* **EXERCISE DESCRIPTION**
Everything in the listing below from the line containing "If you could mark the closet" through the line containing "Target: closet" must be repeated exactly; the remaining lines are not wanted.

* **SUPPLIED DATA**
****************************************

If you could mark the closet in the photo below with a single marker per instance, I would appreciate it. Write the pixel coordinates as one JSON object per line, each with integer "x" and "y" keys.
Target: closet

****************************************

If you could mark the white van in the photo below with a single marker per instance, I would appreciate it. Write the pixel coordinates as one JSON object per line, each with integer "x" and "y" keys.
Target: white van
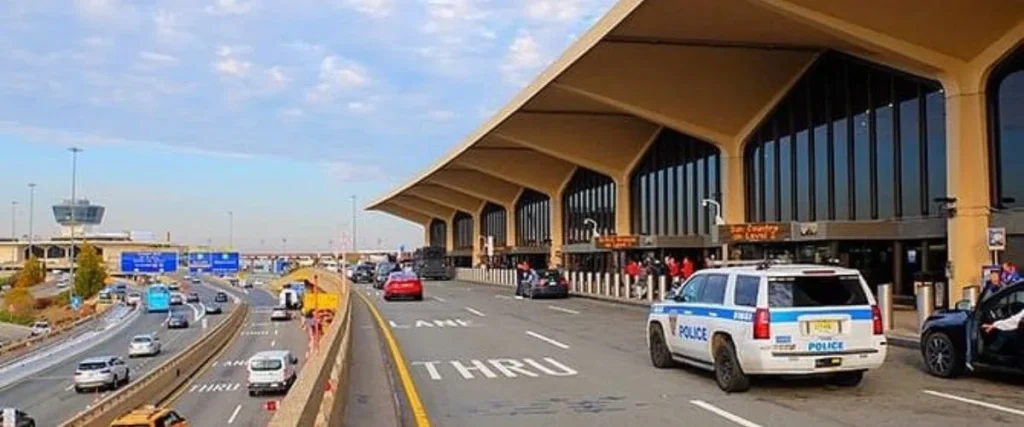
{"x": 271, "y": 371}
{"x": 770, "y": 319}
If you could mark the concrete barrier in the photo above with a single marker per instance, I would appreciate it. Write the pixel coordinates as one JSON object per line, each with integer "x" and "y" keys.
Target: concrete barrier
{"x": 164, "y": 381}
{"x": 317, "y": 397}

****************************************

* **RESULT OF THIS TASK**
If you could mark the closet in the photo below with a single marker per instance, I would appreciate it. Write the pixel coordinates as one JSON object per line, each with integer "x" and "y" keys.
Target: closet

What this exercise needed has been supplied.